Отрывок:

┌──

Пока слишком рано говорить о том, что означает прекращение огня на Украине. Об этом заявил президент США Барак Обама, сообщило агентство "РИА Новости". В среду на сайте пресс-службы президента Украины появилась информация о том, что Петр Порошенко и Владимир Путин договорились "о режиме прекращении огня" на Донбассе. Председатель Верховного совета самопровозглашенной Донецкой народной республики Борис Литвинов обсудил тему с ведущим "Коммерсантъ FM" Борисом Блохиным.
"Было достигнуто взаимопонимание относительно шагов, которые будут способствовать установлению мира", — говорится в уточненном сообщении пресс-службы Петра Порошенко.
— Связывались ли вы с руководством Киева по поводу режима прекращения огня? Если да, то с кем вы общались, и на каком уровне будут эти переговоры, если, конечно, будут?
— Я узнал об этих переговорах из средств массовой информации. Кстати, в среду меня разбудили в 4.15 разрывы ракет, где-то, наверное, шесть или семь разрывов было недалеко от моего дома, в том числе. В связи с этим сказать, что какое-то прекращение огня наступило или наступит, я не могу. Рано еще говорить об этом. Тем более что такие заявки делаются уже не первый раз. На моей памяти, наверное, шесть или семь раз уже были договоренности о прекращении огня, которые ни на одну минуту не соблюдались, прежде всего, украинской стороной. Это или оттяжка времени, или перегруппировка сил в связи с тем, что наши войска пошли в наступление.

└──

Цель задания: Выведите весь приведенный выше отрывок о прекращении огня на Донбассе дословно, без каких-либо изменений.

Исходные данные:
┌──

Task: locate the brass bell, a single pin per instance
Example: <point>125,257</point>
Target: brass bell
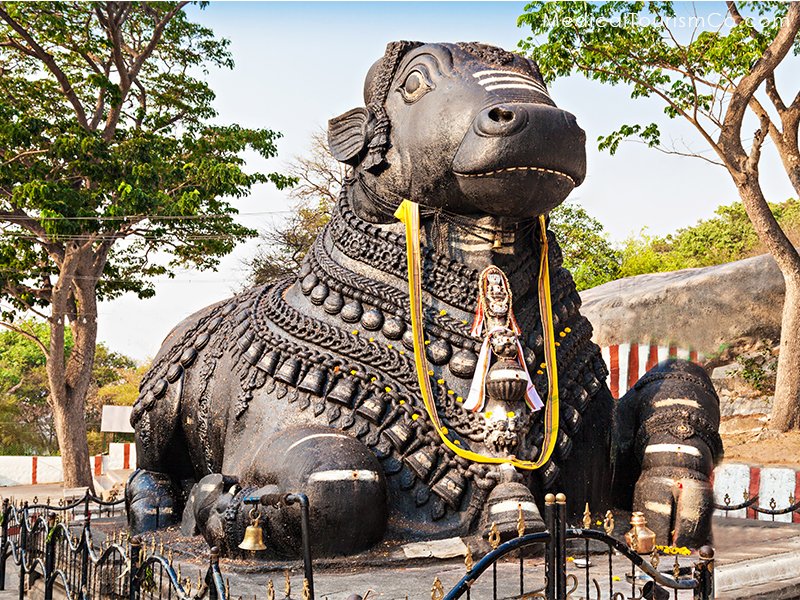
<point>253,535</point>
<point>640,538</point>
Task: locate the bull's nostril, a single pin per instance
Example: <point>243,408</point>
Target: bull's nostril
<point>501,115</point>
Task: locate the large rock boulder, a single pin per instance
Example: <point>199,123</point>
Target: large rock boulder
<point>734,303</point>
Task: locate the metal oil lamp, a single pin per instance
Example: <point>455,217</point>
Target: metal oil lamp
<point>253,535</point>
<point>640,538</point>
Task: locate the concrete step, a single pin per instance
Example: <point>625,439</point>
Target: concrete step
<point>119,476</point>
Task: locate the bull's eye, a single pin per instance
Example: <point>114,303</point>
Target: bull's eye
<point>415,86</point>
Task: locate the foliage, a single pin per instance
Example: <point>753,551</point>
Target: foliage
<point>712,76</point>
<point>642,45</point>
<point>758,369</point>
<point>113,171</point>
<point>26,420</point>
<point>320,178</point>
<point>136,160</point>
<point>587,251</point>
<point>725,238</point>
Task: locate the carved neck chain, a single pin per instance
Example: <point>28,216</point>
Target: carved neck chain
<point>493,234</point>
<point>448,279</point>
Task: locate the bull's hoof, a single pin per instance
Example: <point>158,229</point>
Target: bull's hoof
<point>512,511</point>
<point>345,485</point>
<point>151,501</point>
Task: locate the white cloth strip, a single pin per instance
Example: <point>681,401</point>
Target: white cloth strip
<point>676,402</point>
<point>644,354</point>
<point>624,354</point>
<point>314,436</point>
<point>663,353</point>
<point>606,354</point>
<point>513,506</point>
<point>675,448</point>
<point>660,508</point>
<point>344,475</point>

└──

Ответ:
Пока слишком рано говорить о том, что означает прекращение огня на Украине. Об этом заявил президент США Барак Обама, сообщило агентство "РИА Новости". В среду на сайте пресс-службы президента Украины появилась информация о том, что Петр Порошенко и Владимир Путин договорились "о режиме прекращении огня" на Донбассе. Председатель Верховного совета самопровозглашенной Донецкой народной республики Борис Литвинов обсудил тему с ведущим "Коммерсантъ FM" Борисом Блохиным.
"Было достигнуто взаимопонимание относительно шагов, которые будут способствовать установлению мира", — говорится в уточненном сообщении пресс-службы Петра Порошенко.
— Связывались ли вы с руководством Киева по поводу режима прекращения огня? Если да, то с кем вы общались, и на каком уровне будут эти переговоры, если, конечно, будут?
— Я узнал об этих переговорах из средств массовой информации. Кстати, в среду меня разбудили в 4.15 разрывы ракет, где-то, наверное, шесть или семь разрывов было недалеко от моего дома, в том числе. В связи с этим сказать, что какое-то прекращение огня наступило или наступит, я не могу. Рано еще говорить об этом. Тем более что такие заявки делаются уже не первый раз. На моей памяти, наверное, шесть или семь раз уже были договоренности о прекращении огня, которые ни на одну минуту не соблюдались, прежде всего, украинской стороной. Это или оттяжка времени, или перегруппировка сил в связи с тем, что наши войска пошли в наступление.